Document extract.
▬▬▬▬▬▬▬▬▬▬

Mount Vernon Ladies' Association

Longfellow's love of Washington was likely sparked by growing up in Washington's first headquarters and with the influence of her father and his poetry, such as "To A Child," which references the significance of Washington's presence in the Longfellow household. By the age of 28 she had already become involved with the Mount Vernon Ladies' Association, the group that works to preserve George Washington's home in Virginia, Mount Vernon, for which she would serve as the Massachusetts vice-regent for 48 years from 1880 to her death in 1928. Her record service still stands unmatched today.
Longfellow became so involved with the Association that she personally bought numerous rare books such as Meditations and Contemplations, complete with George Washington's mother's signature inside it, to reconstruct Washington's collection that had dispersed after his death. Her crowning achievement was when, in 1904, she bought Washington's secretary bookcase with her own money to put in its rightful place in his study, the room which she had a particular interest in preserving.

World War I aid

Longfellow was active during World War I in providing aid to the Allies. She donated to the American Fund for French Wounded in 1919, the American Ambulance Hospital in Paris from 1915 to 1916, the Layette Fund from 1915 to 1919, the Serbian Hospital Fund in 1917, the American Memorial Hospital at Rheims from 1919 to 1928, the American Ouvrior Funds from 1918 to 1928, and the American Committee for War Relief in Florence in 1916. Longfellow also corresponded with the Paris-based Committee for Men Blinded in Battle.

▬▬▬▬▬▬▬▬▬▬

Material provided.
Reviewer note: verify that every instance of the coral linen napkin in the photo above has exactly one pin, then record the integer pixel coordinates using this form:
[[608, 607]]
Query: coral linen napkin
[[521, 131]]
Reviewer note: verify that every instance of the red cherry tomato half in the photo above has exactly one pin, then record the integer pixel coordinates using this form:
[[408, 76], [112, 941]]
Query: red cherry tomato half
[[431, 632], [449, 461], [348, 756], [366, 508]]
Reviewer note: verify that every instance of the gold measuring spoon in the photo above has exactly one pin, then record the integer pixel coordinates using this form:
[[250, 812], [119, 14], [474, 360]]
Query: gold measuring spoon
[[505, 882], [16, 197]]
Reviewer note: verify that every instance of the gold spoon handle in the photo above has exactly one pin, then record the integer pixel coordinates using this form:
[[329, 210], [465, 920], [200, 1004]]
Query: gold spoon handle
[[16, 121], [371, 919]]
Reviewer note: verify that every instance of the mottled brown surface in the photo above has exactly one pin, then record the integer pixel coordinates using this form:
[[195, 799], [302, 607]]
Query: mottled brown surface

▬▬▬▬▬▬▬▬▬▬

Your assignment.
Print the section of the Mount Vernon and World War I aid text that begins with the words "Longfellow became so" and ends after the words "interest in preserving.". The items that come after the text stand apart from it and are not connected to it.

Written solution.
Longfellow became so involved with the Association that she personally bought numerous rare books such as Meditations and Contemplations, complete with George Washington's mother's signature inside it, to reconstruct Washington's collection that had dispersed after his death. Her crowning achievement was when, in 1904, she bought Washington's secretary bookcase with her own money to put in its rightful place in his study, the room which she had a particular interest in preserving.